**THE EXERCISE:** Please update the records from the line that has "Exercise. Pin every instance of the crystal chandelier in" through the end of the records, replacing "Pins" with "Points" and leaving everything else unchanged. Return only those lines.

**INPUT FOR THIS TASK:**
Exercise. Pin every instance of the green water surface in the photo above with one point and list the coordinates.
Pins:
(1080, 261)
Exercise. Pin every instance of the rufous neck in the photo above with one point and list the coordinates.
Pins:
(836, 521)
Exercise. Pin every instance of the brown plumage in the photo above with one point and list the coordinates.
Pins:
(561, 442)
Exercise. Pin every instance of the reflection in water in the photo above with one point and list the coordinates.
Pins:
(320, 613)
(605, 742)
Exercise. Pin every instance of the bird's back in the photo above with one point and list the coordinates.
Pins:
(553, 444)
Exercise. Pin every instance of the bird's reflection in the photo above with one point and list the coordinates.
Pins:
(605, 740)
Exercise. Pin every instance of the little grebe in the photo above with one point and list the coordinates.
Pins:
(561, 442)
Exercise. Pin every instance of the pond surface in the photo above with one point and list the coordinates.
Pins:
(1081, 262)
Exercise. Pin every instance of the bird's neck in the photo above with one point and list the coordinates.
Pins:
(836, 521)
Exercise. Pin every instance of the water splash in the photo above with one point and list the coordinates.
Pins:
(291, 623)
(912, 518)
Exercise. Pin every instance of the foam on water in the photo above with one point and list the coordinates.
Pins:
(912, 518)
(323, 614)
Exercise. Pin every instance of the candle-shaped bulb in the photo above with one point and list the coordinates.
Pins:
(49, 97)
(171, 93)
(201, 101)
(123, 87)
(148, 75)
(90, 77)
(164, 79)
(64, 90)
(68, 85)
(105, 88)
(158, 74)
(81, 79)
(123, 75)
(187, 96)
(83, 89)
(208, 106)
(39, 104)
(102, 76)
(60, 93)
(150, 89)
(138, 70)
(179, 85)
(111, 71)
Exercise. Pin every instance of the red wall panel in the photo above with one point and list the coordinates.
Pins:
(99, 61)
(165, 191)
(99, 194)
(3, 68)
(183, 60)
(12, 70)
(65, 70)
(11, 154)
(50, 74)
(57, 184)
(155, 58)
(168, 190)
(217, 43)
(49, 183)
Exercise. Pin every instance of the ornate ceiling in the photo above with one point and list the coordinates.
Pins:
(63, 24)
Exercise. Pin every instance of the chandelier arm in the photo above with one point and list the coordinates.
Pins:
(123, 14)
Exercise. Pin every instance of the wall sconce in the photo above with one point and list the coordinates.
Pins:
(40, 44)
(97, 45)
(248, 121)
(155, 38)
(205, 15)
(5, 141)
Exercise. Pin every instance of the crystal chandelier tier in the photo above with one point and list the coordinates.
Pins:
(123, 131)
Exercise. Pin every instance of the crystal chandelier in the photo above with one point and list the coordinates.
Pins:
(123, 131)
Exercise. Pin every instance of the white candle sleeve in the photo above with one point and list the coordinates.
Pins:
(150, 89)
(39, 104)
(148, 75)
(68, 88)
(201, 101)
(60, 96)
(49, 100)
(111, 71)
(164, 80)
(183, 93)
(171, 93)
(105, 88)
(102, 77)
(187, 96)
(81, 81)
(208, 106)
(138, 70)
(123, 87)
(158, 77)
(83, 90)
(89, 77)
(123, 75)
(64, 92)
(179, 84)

**TASK RESPONSE:**
Exercise. Pin every instance of the crystal chandelier in the photo above with one point and list the coordinates.
Points:
(123, 131)
Exercise. Pin every instance of the white candle sleeve in the photo above with one point and list the coordinates.
Points:
(150, 89)
(39, 104)
(148, 75)
(68, 88)
(201, 101)
(60, 96)
(49, 100)
(111, 71)
(164, 80)
(183, 93)
(171, 93)
(105, 88)
(102, 77)
(187, 96)
(81, 81)
(208, 106)
(138, 70)
(123, 87)
(158, 77)
(83, 90)
(89, 77)
(123, 75)
(64, 92)
(179, 84)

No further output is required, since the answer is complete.